[start RECORDS]

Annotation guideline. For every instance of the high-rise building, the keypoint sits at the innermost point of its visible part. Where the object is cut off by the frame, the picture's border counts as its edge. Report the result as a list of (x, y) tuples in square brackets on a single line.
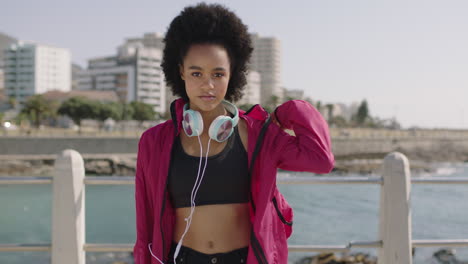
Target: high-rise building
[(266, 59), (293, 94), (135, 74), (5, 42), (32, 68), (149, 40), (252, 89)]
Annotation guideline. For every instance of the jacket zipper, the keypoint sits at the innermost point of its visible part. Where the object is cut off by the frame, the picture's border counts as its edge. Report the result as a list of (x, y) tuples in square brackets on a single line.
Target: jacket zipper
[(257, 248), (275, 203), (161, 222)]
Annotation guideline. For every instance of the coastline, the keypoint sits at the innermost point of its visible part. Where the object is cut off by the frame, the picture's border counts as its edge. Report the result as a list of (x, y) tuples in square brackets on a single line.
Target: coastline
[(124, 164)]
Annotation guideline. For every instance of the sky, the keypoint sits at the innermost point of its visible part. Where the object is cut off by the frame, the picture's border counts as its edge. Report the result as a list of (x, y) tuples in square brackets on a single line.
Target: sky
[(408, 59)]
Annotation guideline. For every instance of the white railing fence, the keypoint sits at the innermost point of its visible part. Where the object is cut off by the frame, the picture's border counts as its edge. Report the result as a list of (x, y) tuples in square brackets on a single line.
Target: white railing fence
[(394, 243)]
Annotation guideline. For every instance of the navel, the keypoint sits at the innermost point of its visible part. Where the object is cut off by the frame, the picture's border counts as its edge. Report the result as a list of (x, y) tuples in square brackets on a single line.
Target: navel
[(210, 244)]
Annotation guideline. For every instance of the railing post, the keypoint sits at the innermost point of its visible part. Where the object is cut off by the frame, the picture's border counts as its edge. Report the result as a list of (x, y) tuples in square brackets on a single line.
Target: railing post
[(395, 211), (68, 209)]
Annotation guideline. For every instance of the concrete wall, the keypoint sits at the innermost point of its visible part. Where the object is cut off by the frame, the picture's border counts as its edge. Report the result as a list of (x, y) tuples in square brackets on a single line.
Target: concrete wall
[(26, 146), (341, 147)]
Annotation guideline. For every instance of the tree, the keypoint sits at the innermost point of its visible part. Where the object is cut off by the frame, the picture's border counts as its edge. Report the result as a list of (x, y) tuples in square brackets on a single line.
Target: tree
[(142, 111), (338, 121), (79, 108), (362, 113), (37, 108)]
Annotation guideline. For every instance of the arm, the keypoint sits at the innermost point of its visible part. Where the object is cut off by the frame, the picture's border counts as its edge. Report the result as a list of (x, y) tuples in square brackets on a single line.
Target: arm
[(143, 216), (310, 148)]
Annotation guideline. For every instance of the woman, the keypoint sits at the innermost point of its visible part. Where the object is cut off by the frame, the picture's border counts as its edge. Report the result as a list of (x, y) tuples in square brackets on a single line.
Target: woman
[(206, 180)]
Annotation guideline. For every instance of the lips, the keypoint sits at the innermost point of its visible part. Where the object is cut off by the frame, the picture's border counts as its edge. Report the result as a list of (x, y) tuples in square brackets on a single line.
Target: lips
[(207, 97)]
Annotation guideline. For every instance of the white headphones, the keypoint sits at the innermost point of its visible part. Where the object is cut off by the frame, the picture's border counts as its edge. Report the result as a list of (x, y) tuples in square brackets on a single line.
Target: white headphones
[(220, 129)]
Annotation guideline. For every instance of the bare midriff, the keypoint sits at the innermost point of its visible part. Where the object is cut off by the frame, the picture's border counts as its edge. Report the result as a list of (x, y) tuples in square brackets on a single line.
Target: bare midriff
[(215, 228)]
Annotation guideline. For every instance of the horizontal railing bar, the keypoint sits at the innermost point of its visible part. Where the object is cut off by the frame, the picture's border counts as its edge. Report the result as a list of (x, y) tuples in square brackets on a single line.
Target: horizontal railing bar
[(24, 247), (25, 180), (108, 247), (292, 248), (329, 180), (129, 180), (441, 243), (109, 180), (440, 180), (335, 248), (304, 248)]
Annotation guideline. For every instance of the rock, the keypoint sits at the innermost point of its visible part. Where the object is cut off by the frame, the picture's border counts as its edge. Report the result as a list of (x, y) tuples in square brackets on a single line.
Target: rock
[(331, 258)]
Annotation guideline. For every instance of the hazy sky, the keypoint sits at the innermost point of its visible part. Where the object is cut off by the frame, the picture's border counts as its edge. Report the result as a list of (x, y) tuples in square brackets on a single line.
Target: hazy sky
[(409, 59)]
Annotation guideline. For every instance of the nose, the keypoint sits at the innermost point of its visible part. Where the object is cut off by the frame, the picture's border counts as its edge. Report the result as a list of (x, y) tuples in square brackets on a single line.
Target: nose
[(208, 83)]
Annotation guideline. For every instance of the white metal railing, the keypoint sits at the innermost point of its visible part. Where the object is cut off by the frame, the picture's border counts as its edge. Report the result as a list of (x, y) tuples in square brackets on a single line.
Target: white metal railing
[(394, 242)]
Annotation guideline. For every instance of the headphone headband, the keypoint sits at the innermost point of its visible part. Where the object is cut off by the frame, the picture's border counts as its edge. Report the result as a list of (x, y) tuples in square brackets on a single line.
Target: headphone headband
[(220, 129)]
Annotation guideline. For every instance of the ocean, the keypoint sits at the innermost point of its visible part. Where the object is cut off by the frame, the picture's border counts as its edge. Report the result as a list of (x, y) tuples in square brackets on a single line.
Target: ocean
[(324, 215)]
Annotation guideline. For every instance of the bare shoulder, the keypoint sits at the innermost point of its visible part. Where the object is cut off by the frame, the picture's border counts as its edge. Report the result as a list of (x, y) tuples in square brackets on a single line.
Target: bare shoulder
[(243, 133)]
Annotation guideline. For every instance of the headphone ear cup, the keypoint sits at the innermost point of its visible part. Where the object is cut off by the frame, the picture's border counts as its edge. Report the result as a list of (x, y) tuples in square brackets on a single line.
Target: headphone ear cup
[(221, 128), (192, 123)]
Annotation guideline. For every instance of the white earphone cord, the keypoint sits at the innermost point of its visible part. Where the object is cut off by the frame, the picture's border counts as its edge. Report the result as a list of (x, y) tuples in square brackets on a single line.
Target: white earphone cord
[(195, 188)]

[end RECORDS]
[start RECORDS]

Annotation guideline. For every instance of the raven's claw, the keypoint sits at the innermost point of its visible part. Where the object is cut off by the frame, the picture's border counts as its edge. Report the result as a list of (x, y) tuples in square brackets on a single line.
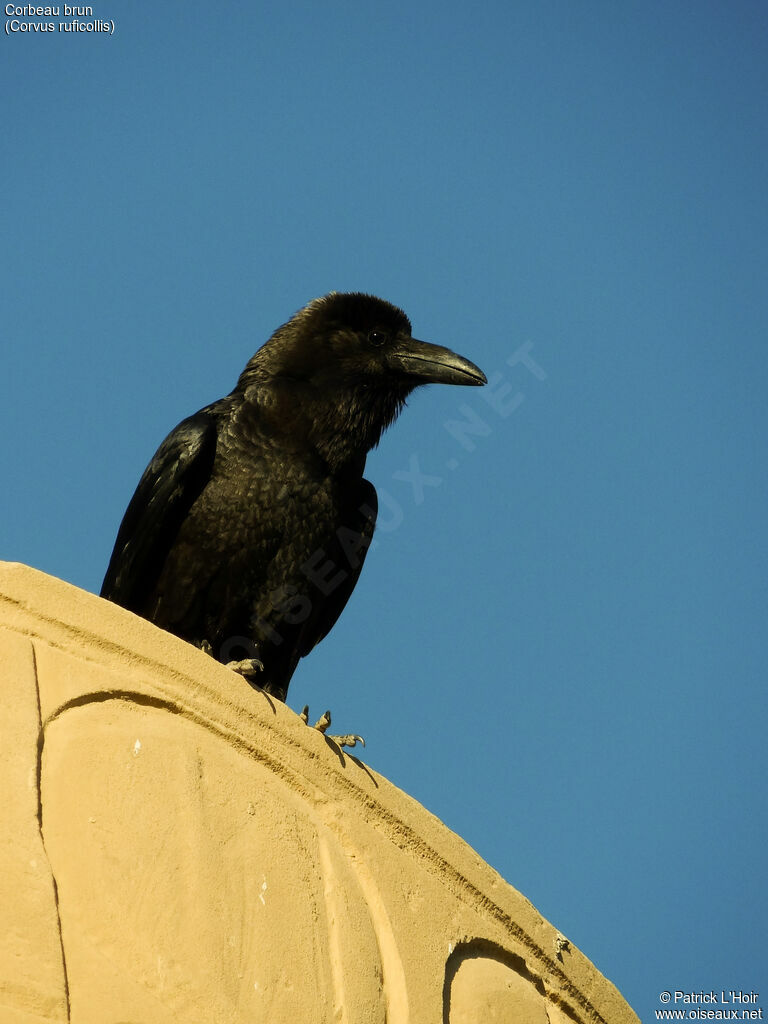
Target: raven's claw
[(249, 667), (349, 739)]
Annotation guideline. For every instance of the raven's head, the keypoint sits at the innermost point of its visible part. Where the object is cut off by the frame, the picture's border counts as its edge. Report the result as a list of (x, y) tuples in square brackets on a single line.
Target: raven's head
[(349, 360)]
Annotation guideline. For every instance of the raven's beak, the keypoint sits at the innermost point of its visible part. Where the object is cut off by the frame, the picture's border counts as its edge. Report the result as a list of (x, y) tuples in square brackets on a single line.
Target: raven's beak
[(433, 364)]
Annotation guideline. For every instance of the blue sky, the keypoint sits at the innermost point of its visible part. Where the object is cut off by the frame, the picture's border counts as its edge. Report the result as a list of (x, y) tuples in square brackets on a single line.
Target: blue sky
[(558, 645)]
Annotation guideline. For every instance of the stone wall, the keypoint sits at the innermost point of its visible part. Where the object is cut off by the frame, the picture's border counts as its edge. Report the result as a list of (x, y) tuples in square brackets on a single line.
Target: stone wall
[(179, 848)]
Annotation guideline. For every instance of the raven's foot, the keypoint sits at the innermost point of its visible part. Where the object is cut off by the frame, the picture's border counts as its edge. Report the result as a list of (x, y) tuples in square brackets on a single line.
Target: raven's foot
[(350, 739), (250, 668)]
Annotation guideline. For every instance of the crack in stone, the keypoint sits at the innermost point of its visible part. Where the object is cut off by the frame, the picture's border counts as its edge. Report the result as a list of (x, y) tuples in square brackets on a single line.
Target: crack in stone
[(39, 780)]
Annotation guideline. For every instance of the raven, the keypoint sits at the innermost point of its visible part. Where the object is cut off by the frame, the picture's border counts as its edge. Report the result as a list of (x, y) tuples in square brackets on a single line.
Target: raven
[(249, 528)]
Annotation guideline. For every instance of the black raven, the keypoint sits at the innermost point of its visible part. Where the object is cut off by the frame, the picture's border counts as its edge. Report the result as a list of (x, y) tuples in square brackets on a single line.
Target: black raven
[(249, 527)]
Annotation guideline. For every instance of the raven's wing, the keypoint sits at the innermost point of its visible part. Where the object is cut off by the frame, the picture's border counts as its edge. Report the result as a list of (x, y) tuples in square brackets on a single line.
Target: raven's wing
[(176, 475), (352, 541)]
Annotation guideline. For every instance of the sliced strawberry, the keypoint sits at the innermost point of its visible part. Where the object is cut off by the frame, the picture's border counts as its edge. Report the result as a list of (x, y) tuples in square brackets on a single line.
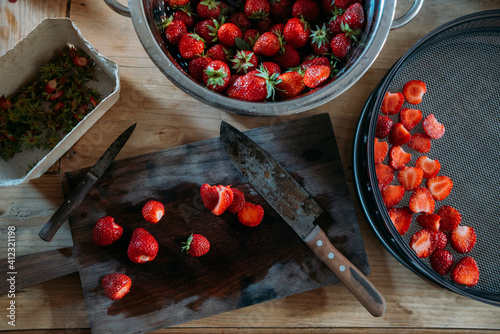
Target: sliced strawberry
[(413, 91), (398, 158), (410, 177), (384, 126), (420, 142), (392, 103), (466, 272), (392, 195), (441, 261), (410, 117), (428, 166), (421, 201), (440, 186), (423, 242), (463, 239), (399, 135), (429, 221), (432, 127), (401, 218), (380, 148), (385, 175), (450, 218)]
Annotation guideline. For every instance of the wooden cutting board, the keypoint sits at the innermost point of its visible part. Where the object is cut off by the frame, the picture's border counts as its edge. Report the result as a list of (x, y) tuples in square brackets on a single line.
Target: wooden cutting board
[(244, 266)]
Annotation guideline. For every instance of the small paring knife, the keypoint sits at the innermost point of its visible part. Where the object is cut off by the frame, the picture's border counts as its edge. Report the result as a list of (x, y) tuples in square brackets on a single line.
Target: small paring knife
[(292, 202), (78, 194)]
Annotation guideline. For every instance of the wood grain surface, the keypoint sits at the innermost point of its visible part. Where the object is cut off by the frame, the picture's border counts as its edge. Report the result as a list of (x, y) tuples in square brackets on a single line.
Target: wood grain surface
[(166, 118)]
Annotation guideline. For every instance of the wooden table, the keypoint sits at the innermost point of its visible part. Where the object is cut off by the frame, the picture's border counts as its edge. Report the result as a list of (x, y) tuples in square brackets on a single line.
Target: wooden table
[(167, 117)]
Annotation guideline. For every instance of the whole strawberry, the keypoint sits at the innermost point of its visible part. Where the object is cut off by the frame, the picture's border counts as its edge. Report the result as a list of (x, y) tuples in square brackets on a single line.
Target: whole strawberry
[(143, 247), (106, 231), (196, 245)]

[end RECORDS]

WRITTEN INSTRUCTION ::
Reproduce verbatim the stretch of the records from the line containing "Annotation guideline. For every instance of the railing" through the line containing "[(395, 211), (68, 209)]".

ANSWER FOR THIS EXERCISE ::
Annotation guideline. For every instance of the railing post, the keypoint sits at the innermost point of its visible part. Where the object is cut off by the frame, the picture's border counts as its edge. Report the result as a list of (x, y) tuples in square brackets on a single line.
Target: railing post
[(395, 211), (68, 209)]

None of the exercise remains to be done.